The group of programmers, Daniel Grippi, Maxwell Salzberg, Ilya Zhitomirskiy and Raphael Sofaer, hold a firm belief that privacy and sharing information should not be exclusive. Unfortunately the opposite seems to exist in current online networking models and many users are becoming disenchanted.
Their brainchild, Diaspora, is a vision the students are hoping to create and develop "an open source personal web service that will put individuals in control of their data", or essentially the anti-Facebook" (Mashable.com).
Members of websites, such as Facebook, are held to continuously changing privacy policies with often no notification. Or if changes are announced, members are presented with lengthy explanations and instructions for opting out of changes that are just as complicated. To date multiple complaints are being registered with the Federal Trade Commission against Facebook.
Diaspora is intended to be developed as a way to give control back to users who still want to be involved with the benefits of online social networking. The project is described as " build is a network that allows everyone to install their own “seed” — i.e. a personal web server with a user’s photos, videos and everything else — within the larger network. That seed would be fully owned and controlled by the user, so the user could share anything and still maintain ownership over it". (Mashable.com).
_____
◆ **Tasks**:
1. Edit the Diaspora piece: write out everything from "Members of websites, such" down to "Commission against Facebook.", with "privacy policies" changed to "terms of use".
2. Pick up the Diaspora piece after its last sentence and keep writing it.
The lines have no connection to the Diaspora piece.

◆ **Dataset excerpt**:
_____
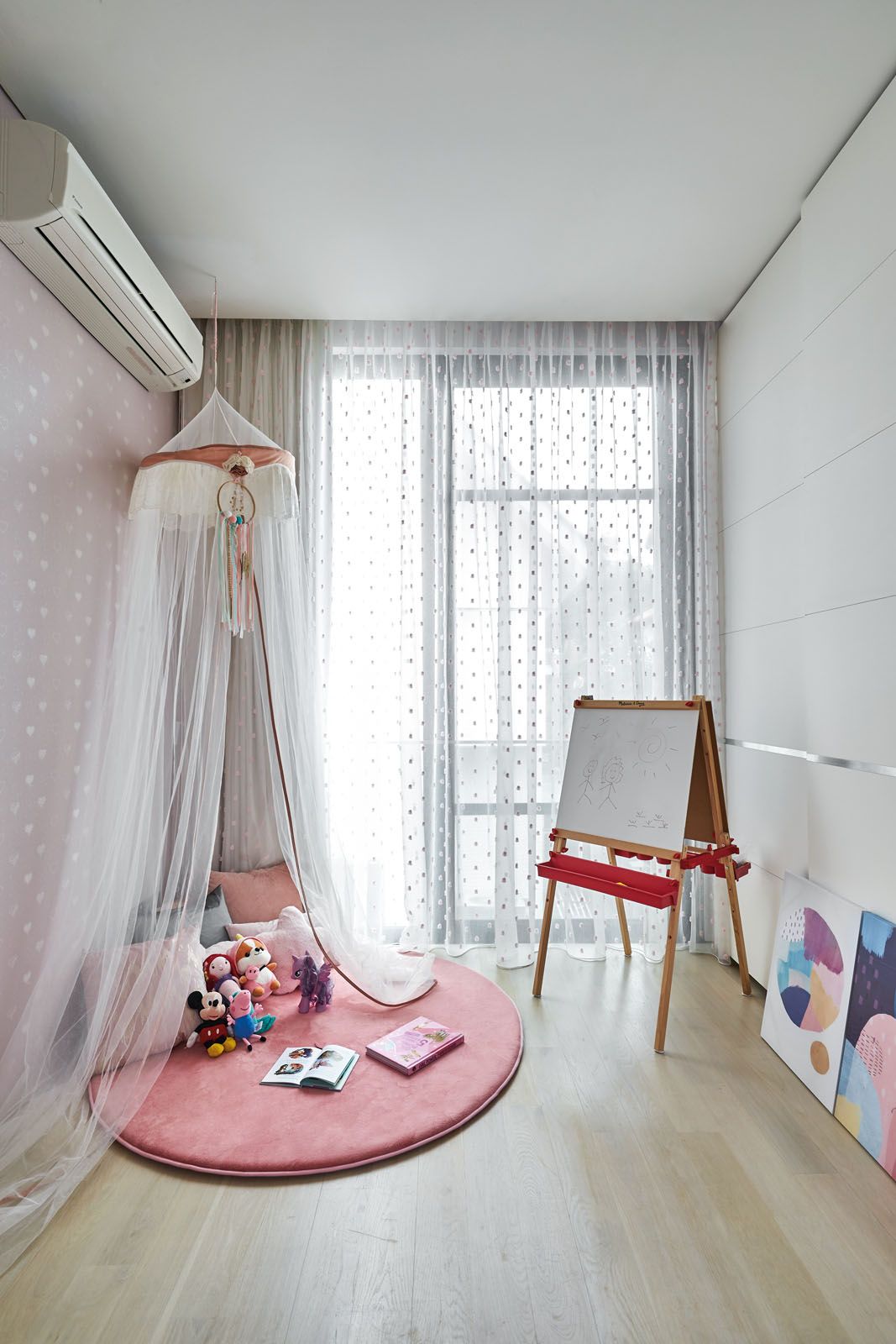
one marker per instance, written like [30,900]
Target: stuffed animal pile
[237,984]
[237,981]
_____
◆ **Final answers**:
1.
Members of websites, such as Facebook, are held to continuously changing terms of use with often no notification. Or if changes are announced, members are presented with lengthy explanations and instructions for opting out of changes that are just as complicated. To date multiple complaints are being registered with the Federal Trade Commission against Facebook.

2.
It is often said timing is everything. With so much controversy currently surrounding Facebook and streamed in the news, the four students have picked a ripe time to look to move forward with their project and gather support and financial backing.
The industrious students decided to put this idea into action and try and raise funding for their project. Their initial goal was to raise $10,000 by June 1 so they could strive towards bringing their idea to fruition. The group quickly reached and surpassed that goal in only 12 days.
As of May 13, 2010 the four hopefuls raised in excess of $116,000 with the aid of the online fundraising website, Kickstarter, gained about 3,000 supporters by this date. Numbers are still steadily growing.
Quite a nice sum and number of supporters to get their idea rolling. Apparently this is an idea that is grabbing a lot of attention.
It will be interesting to see if and how this project comes to fruition and takes off. Will people really leave Facebook which has multi-million members or will this project simply fade into oblivion?
Innovation is what drives popular networks on the web. Years ago who would have thought the old America Online bulletin boards would have fallen so low in popularity in favor of the Web 2.0? That MySpace would be replaced by Facebook as the number one social network?
When it comes to technology change is inevitable and pretty fast paced. Considering the web is a continuous evolution of products, if privacy concerns consider to rise, Diaspora might just soar in popularity.
Only time will tell.
To learn more about this product and follow progress, you can visit http://www.joindiaspora.com/.
Sources:
http://mashable.com/2010/05/13/diaspora/
http://techcrunch.com/2010/05/12/diaspora-open-faceb ook-project/
Learn more about this author, Leigh Goessl.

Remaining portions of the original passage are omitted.